● **Your goal**:
Reproduce the lines of the records below without any change, starting from the line that contains "Tag the green" and ending with the line that contains "point(42, 86)", including both of those lines.

[Named object pointing entries]
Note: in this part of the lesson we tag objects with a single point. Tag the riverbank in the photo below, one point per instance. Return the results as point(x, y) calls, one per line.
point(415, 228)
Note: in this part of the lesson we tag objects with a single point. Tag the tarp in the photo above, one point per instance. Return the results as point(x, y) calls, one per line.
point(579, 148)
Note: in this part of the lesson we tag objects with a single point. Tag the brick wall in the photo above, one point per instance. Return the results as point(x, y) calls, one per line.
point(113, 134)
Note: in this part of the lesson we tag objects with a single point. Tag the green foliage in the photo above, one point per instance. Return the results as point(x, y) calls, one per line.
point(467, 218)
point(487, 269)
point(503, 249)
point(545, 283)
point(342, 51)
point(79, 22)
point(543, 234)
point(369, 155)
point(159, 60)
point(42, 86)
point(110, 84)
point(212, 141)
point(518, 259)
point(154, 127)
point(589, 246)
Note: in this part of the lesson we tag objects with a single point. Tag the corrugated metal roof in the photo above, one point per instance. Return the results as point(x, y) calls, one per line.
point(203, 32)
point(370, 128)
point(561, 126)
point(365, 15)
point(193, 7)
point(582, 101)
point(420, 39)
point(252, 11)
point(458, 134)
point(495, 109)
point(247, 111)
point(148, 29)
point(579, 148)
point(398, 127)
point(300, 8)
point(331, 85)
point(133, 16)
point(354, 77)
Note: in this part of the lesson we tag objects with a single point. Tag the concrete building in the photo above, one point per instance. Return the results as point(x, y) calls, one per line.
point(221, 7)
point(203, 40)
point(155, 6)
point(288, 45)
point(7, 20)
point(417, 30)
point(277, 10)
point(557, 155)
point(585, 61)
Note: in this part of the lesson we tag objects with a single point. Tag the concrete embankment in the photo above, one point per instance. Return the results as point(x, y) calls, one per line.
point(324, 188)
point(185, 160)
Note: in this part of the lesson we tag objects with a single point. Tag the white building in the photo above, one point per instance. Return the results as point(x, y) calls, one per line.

● **In response**:
Note: in this part of the lesson we tag objects with a single point. Tag the green foliage in the photo above, one point per instance. Return the results as point(x, y) calls, one per line.
point(467, 218)
point(487, 269)
point(503, 249)
point(545, 283)
point(342, 51)
point(79, 22)
point(543, 234)
point(369, 155)
point(159, 60)
point(42, 86)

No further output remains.